* [Work request 1]:
In the profile of Nikkia Rhodes, in what year did she start a culinary program at Iroquois High School?
* [Work request 2]:
Revise the Nikkia Rhodes profile from "2021 Cook of" to "sharing a meal.", putting "bread" in place of "crackers".
--- Supplied passage Enclosed Below ---
2021 Cook of the Year: Nikkia Rhodes
At 24, this Kentucky native has forged a path in the culinary world that she didn't think would be possible. Raised in Louisville's Smoketown neighborhood, Rhodes sometimes had just crackers and peanut butter for supper, but she always understood the value of giving back. Her mother and grandmother managed the Volunteers of America family shelter kitchen, and as she spent time there, she saw the power of serving others and sharing a meal.
In high school, she met Food Network star Damaris Phillips, who encouraged her to enroll in advanced-level cooking classes at Jefferson Community & Technical College. Soon after that, she was accepted into the LEE Initiative's Women Culinary & Spirits Program, which was cofounded by chef Edward Lee to offer female chefs training and mentorship.
Rhodes wanted to be a teacher, and in 2018, she started a culinary program at Iroquois High School. "I was given a room with one sink, moldy carpets, and 140 students," she says. "Now we have nice things, quality ovens and stoves, equipment the kids can be proud of."
Last year, just as her classroom kitchen was coming together, COVID-19 hit. Then Louisville erupted in protests over the deaths of Breonna Taylor and later David McAtee, a beloved local barbecue chef. When Rhodes saw a photo of McAtee at the Volunteers of America kitchen that she grew up in, she wanted to honor him in the same way. Working again with the LEE Initiative, Rhodes helped establish the McAtee Community Kitchen and took on the responsibility of running it, with help from her culinary students. "I am an example of how people can have a positive impact on your life," she says. "If I can show my students how to find their talents and then use them to serve others and better their communities, that is the best part of my job."
--- End of Enclosed Supplied passage ---
--- Supplied data Enclosed Below ---
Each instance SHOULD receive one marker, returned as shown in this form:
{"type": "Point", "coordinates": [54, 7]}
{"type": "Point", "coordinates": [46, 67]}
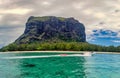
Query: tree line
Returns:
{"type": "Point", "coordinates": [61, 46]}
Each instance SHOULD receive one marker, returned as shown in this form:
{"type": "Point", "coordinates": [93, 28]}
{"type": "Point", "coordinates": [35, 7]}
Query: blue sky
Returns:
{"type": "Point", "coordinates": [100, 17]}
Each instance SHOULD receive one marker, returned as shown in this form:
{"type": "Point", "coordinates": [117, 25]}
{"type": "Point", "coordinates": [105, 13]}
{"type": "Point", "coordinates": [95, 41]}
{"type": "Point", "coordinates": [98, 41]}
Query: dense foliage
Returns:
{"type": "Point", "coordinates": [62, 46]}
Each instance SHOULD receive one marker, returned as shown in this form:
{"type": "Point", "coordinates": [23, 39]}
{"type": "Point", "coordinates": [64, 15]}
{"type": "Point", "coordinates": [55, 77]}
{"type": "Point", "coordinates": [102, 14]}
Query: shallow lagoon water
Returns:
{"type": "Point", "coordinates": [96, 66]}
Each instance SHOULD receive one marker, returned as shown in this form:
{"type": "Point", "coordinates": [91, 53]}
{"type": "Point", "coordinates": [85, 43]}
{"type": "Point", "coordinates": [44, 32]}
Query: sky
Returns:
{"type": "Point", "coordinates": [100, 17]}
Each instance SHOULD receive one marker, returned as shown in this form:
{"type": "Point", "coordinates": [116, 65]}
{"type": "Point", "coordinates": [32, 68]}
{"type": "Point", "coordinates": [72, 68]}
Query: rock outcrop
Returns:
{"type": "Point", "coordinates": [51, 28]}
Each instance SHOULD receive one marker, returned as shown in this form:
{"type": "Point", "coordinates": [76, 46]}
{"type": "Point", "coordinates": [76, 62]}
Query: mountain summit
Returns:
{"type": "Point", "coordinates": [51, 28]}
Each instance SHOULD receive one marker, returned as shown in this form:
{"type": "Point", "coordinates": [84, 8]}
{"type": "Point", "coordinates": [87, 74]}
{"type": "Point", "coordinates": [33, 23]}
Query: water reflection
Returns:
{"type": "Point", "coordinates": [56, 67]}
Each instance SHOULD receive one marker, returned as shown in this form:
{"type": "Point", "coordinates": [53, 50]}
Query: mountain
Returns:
--- End of Enclosed Supplied data ---
* [Task response 1]:
2018

* [Task response 2]:
2021 Cook of the Year: Nikkia Rhodes
At 24, this Kentucky native has forged a path in the culinary world that she didn't think would be possible. Raised in Louisville's Smoketown neighborhood, Rhodes sometimes had just bread and peanut butter for supper, but she always understood the value of giving back. Her mother and grandmother managed the Volunteers of America family shelter kitchen, and as she spent time there, she saw the power of serving others and sharing a meal.